#### Stored items
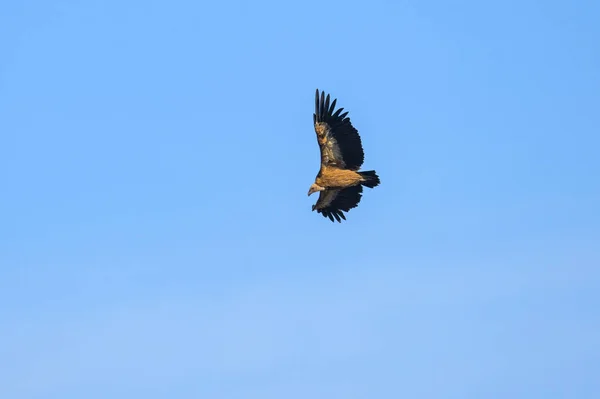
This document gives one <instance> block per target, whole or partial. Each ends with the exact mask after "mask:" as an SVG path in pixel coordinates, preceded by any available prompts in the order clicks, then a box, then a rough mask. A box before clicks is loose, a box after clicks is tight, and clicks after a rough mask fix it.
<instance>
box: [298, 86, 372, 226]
mask: <svg viewBox="0 0 600 399" xmlns="http://www.w3.org/2000/svg"><path fill="white" fill-rule="evenodd" d="M329 99H330V98H329V95H327V98H325V93H321V97H320V98H319V90H318V89H317V93H316V96H315V113H314V114H313V122H314V128H315V133H316V134H317V143H318V144H319V149H320V152H321V167H320V169H319V174H318V175H317V177H316V178H315V182H314V183H313V184H312V185H311V186H310V189H309V191H308V195H311V194H313V193H315V192H319V199H318V200H317V203H316V204H315V205H313V207H312V209H313V211H314V210H316V211H317V212H319V213H321V214H322V215H323V216H325V217H328V218H329V219H331V221H334V218H335V220H337V221H338V222H341V219H346V217H345V216H344V213H343V212H348V211H349V210H350V209H352V208H354V207H356V206H357V205H358V203H359V202H360V199H361V196H362V187H363V186H365V187H369V188H374V187H376V186H378V185H379V183H380V181H379V176H377V174H376V173H375V171H374V170H370V171H362V172H361V171H359V168H360V166H361V165H362V163H363V161H364V152H363V148H362V143H361V140H360V136H359V135H358V131H357V130H356V129H355V128H354V127H353V126H352V124H351V123H350V118H348V117H347V116H346V115H347V114H348V112H345V113H343V114H342V113H341V112H342V110H343V108H340V109H338V110H337V111H336V112H335V113H334V109H335V104H336V102H337V100H333V102H332V103H331V105H330V103H329Z"/></svg>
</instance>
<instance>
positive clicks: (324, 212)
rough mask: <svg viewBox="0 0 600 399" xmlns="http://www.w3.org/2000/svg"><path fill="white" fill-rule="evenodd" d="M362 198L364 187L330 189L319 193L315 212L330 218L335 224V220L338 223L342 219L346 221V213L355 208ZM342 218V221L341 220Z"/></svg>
mask: <svg viewBox="0 0 600 399" xmlns="http://www.w3.org/2000/svg"><path fill="white" fill-rule="evenodd" d="M361 197H362V186H361V185H360V184H358V185H356V186H350V187H347V188H344V189H342V190H335V189H328V190H325V191H321V192H320V193H319V199H318V200H317V203H316V204H315V205H313V211H314V210H316V211H317V212H318V213H320V214H322V215H323V216H324V217H328V218H329V219H331V221H332V222H333V221H334V220H333V218H334V217H335V219H336V220H337V221H338V222H340V223H341V222H342V220H341V219H344V220H346V216H344V212H348V211H349V210H350V209H352V208H355V207H356V206H357V205H358V203H359V202H360V199H361ZM340 218H341V219H340Z"/></svg>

#### Exercise brief
Turn the items, beginning at the very start and stopping after the line that contains "box: [298, 86, 372, 226]", into a Markdown table with the columns Row and Line. Skip blank lines and leave the pictures out.

#### Exercise output
| Row | Line |
|---|---|
| 1 | This document gives one <instance> block per target, whole or partial. Each ends with the exact mask after "mask:" as an SVG path in pixel coordinates, preceded by any available prompts in the order clicks, then a box, then a rough mask. A box before clicks is loose, a box after clicks is tight, and clicks after a rough mask fix it. |
| 2 | <instance> |
| 3 | box: [298, 86, 372, 226] |